What the task asks — Each entry that follows is to be copied exactly, minus any pictures.

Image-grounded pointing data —

·····

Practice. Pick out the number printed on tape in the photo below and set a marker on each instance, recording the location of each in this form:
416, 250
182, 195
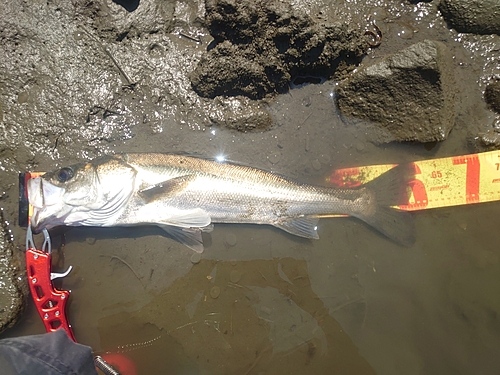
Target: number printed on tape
436, 183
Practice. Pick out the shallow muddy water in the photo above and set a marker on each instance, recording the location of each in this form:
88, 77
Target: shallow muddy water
261, 301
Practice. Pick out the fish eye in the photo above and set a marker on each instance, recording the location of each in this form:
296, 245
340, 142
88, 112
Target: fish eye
64, 174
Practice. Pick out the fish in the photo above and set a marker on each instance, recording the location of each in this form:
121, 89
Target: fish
185, 195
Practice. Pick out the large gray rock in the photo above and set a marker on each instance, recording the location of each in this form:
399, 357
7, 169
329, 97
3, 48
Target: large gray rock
472, 16
13, 288
260, 46
408, 95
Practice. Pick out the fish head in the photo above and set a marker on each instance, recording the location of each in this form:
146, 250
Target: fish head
91, 193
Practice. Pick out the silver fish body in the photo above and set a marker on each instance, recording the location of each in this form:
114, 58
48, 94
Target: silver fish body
185, 195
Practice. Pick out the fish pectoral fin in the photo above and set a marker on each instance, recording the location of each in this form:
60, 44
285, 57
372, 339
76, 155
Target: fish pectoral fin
166, 188
302, 227
190, 237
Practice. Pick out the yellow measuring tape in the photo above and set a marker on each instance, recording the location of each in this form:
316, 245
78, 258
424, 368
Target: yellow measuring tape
444, 182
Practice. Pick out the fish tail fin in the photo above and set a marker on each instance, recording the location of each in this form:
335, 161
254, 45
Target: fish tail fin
389, 189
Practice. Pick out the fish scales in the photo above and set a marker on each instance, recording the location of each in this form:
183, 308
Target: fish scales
184, 195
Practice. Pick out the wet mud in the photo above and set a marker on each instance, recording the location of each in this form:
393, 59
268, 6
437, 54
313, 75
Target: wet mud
85, 79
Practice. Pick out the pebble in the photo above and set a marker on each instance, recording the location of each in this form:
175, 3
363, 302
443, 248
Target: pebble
274, 158
90, 240
230, 239
235, 276
22, 97
78, 35
195, 258
215, 292
405, 31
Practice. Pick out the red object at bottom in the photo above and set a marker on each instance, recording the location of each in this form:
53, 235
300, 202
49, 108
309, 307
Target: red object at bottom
50, 303
121, 363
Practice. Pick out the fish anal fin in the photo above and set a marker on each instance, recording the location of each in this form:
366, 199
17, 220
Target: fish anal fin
166, 188
192, 218
303, 227
190, 237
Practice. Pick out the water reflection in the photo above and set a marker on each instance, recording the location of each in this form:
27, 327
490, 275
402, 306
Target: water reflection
266, 319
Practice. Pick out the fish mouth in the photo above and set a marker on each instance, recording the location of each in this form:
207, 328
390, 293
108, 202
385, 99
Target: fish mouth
47, 202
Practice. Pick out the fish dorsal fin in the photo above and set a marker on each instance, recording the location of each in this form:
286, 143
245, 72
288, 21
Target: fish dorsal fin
190, 237
166, 188
303, 227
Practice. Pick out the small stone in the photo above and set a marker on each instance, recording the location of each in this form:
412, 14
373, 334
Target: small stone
78, 35
235, 276
90, 240
274, 158
215, 292
195, 258
22, 97
230, 239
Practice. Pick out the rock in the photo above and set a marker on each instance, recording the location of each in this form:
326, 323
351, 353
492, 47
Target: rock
492, 96
472, 16
260, 46
13, 290
409, 96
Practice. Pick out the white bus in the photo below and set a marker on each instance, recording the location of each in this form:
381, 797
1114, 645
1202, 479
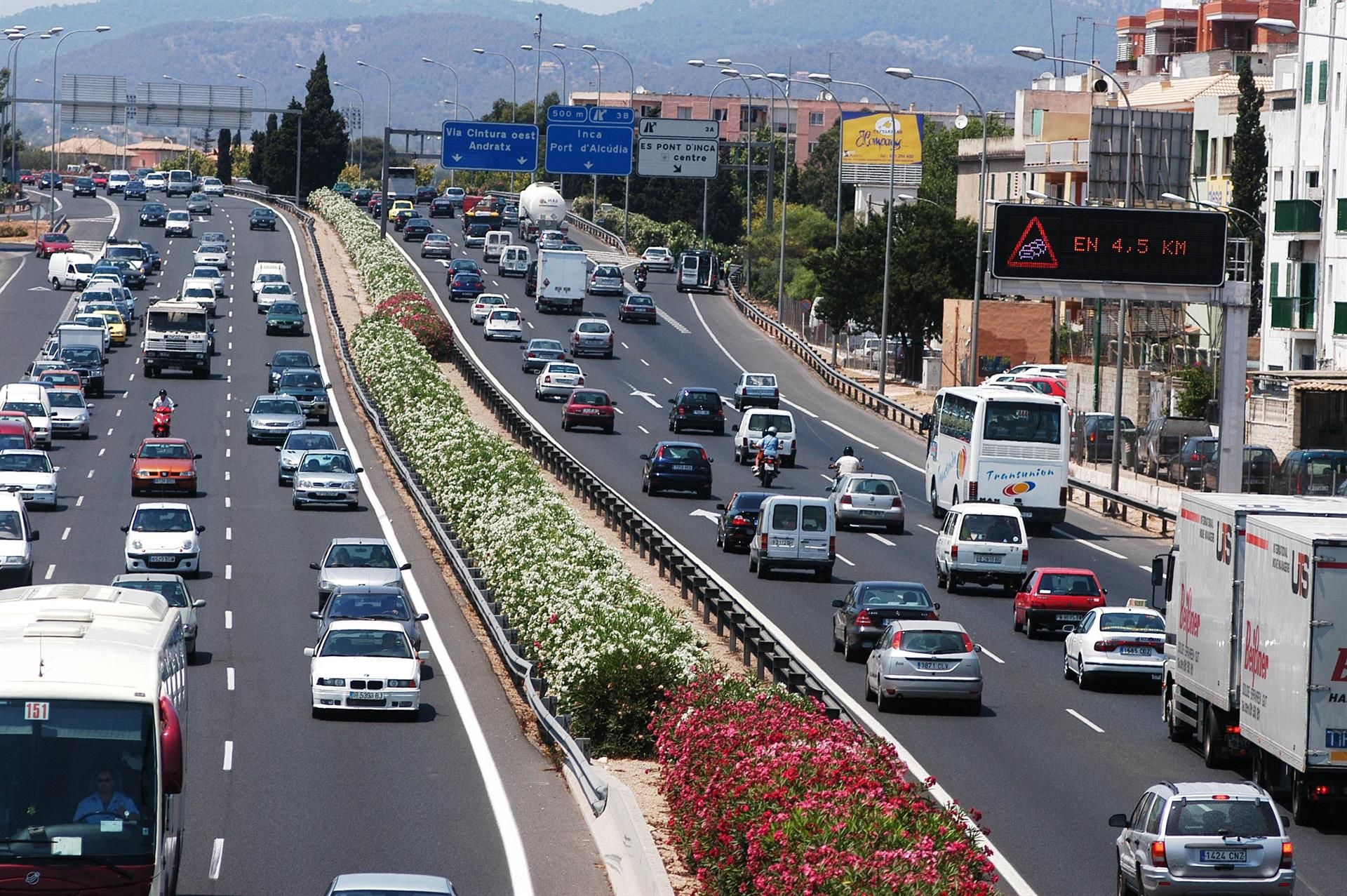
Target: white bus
994, 445
93, 714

·····

Exercise answer —
Practice. Pick out the number printed on tape in the photo below and set a marker on each instance, recording the location of each in this form:
416, 250
182, 195
Target: number printed on tape
436, 183
Practice. Pick out the shallow muddy water in the photo above and set a marker on each instance, recording the location of each in this form:
88, 77
Target: shallow muddy water
261, 301
Practice. Pick out the fish eye in the photo above and set a marker on each instance, recording the location of each in this form:
296, 245
340, 142
88, 112
Target: fish eye
64, 174
Practice. Pick out the fish in the photo above and set a marker on each instance, recording the location of each in this form:
121, 89
Target: fish
185, 195
Practice. Pick out the large gray rock in the photo above and set a marker on each instance, recording the location of each in this form:
399, 357
7, 169
329, 97
3, 48
Target: large gray rock
472, 16
13, 288
260, 46
408, 95
Practice. Pick out the fish head in the photo above and set a marker on each instance, recording the location of each in this form:
146, 250
Target: fish head
91, 193
Practice. Pick out the silver fish body in the photo above and set a marker on each instance, recording the location of each in this form:
114, 58
48, 94
Target: silver fish body
185, 195
Practice. Pick out the fish pectoral fin in the photo above and set a marker on each instance, recording the location of each in this form:
60, 44
285, 57
372, 339
76, 155
Target: fish pectoral fin
166, 188
302, 227
190, 237
Practice. Pick out the yellow measuring tape in the photo above and set a marker on each instance, recording the location of each in this form:
316, 245
78, 258
424, 368
Target: yellow measuring tape
444, 182
Practice. Pick out the fish tail fin in the photo above and set a marker on each instance, recording the location of each in this form:
335, 161
254, 45
Target: fish tail fin
389, 189
Practice. Pick out the fish scales in the photo above and set a marker on each instance, recording the location of each in this form:
183, 308
Target: fish scales
184, 195
Practice. Pick out the wet mud in the photo above and set a marker on each instance, recording the location of each in this form:
393, 59
268, 6
437, 54
313, 75
Target: wet mud
85, 79
Practice. Pick out the pebble in the photo above and set a marker on each instance, recording the location of each in this form:
175, 3
363, 302
443, 248
Target: pebble
274, 158
90, 240
230, 239
235, 276
22, 97
78, 35
195, 258
215, 292
405, 31
Practice. Pick out the red object at bottom in the photo above and set a marker on each instance, recording the location of each in this form:
53, 235
300, 202
49, 108
309, 307
Target: red object at bottom
50, 303
121, 363
Practice. Pick out the fish anal fin in the photo above and set a marker on each instance, recording the location of each in this form:
366, 199
17, 220
Target: fish anal fin
166, 188
192, 218
303, 227
190, 237
Practice. Pick out the water reflection in the photo above and set a marker on each instance, recording the location of each in this form:
27, 327
490, 275
402, 306
Target: water reflection
266, 319
Practice. Pick out the fish mouth in the photo above and set a marker on each instance, recording the location of each in this form:
207, 328
390, 293
108, 202
385, 99
Target: fish mouth
47, 202
Practice. Pick out the fish dorsal fin in the photo above and set a marker on each instance, recording the location of each in this form:
286, 143
245, 72
288, 21
Target: fish dorsal fin
190, 237
166, 188
303, 227
Practice. Pick out the small stone in the photo above and set a marker on each instance, recording the location of each in this form:
412, 14
373, 334
Target: small stone
78, 35
235, 276
90, 240
274, 158
215, 292
195, 258
22, 97
230, 239
Practice. Pick out the rock in the photo above and set a marker on each instance, recording the location of each in this form:
326, 323
351, 353
492, 47
Target: rock
492, 96
472, 16
260, 46
13, 290
409, 96
Practice. Pick out the white bus in the photo below and set a marker on each instance, recording the location of each in this form:
381, 797
1114, 645
1202, 479
Target: white bus
994, 445
93, 714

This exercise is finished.